### How to complete this task
To complete the exercise, write out all the data exactly.

### Material supplied
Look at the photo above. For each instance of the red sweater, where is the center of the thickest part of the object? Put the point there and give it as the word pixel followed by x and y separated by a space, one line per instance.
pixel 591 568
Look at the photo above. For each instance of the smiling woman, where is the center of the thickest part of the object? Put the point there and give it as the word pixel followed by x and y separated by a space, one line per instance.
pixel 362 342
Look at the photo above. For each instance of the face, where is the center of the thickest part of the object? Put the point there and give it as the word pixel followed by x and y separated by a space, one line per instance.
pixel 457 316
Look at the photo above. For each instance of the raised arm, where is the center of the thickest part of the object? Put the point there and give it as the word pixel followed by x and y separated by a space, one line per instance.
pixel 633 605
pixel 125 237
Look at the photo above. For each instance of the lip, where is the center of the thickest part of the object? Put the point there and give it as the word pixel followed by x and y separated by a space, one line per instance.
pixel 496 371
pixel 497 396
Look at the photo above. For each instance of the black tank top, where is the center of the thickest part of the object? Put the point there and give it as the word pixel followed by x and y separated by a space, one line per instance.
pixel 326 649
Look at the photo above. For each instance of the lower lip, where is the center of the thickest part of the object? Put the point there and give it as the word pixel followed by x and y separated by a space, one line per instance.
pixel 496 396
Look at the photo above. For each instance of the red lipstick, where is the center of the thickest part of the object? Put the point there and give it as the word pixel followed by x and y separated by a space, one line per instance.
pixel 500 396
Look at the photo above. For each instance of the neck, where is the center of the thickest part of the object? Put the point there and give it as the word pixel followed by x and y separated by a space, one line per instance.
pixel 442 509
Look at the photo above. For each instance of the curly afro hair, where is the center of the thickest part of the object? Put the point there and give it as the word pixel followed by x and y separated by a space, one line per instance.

### Completed task
Look at the photo above. For each instance of the red sweater, where is the center of the thickest part of the object? Put the point there and give it as the word pixel followed by x and y separated by a space, one line per instance.
pixel 591 568
Look at the photo above. For each instance of the smiling woman, where is the center of the thickest part of the object? Put the point there and give it as the word pixel followed by x and y separated by a space, one line per instance.
pixel 362 342
Look at the photo above. For each instance of the face, where is the center of the thickest part of the object? Put the point there and give it as the word pixel followed by x and y separated by a space, one line per instance.
pixel 457 316
Look at the photo above. For each instance of the raised arm, where is the center of the thickest part of the object? Put the point there and give it as the word pixel followed by x and y separated by a space, one line per instance.
pixel 633 605
pixel 125 237
Look at the photo above. For each instance of the lip, where is the center of the thickest part of the object? Put the point there and give it as the word pixel followed by x and y separated by a space, one line per instance.
pixel 496 371
pixel 497 396
Look at the photo above. For each instance of the black tank top, where is the center of the thickest part of the object? Put the point there and give it as the word pixel followed by x and y separated by a space, one line per instance.
pixel 326 649
Look at the photo above. For each instance of the lower lip, where is the center of the thickest part of the object? Put the point there and give it as the word pixel followed by x and y separated by a space, one line per instance.
pixel 496 396
Look at the photo above. For each instance of the red lipstick, where is the center of the thickest part of the object? Put the point there and give it as the word pixel followed by x and y separated by a space, one line per instance.
pixel 500 396
Look at the photo above. For each instance of the neck, where is the center of the thickest part of the object? Put the point there and give it as the word pixel followed by x and y separated by a space, one line per instance.
pixel 442 509
Look at the photo above. For each instance of the curly afro hair, where is the center of the thickest part of the object? Put the point there and give it as the word pixel followed by x and y separated by a space, one line per instance.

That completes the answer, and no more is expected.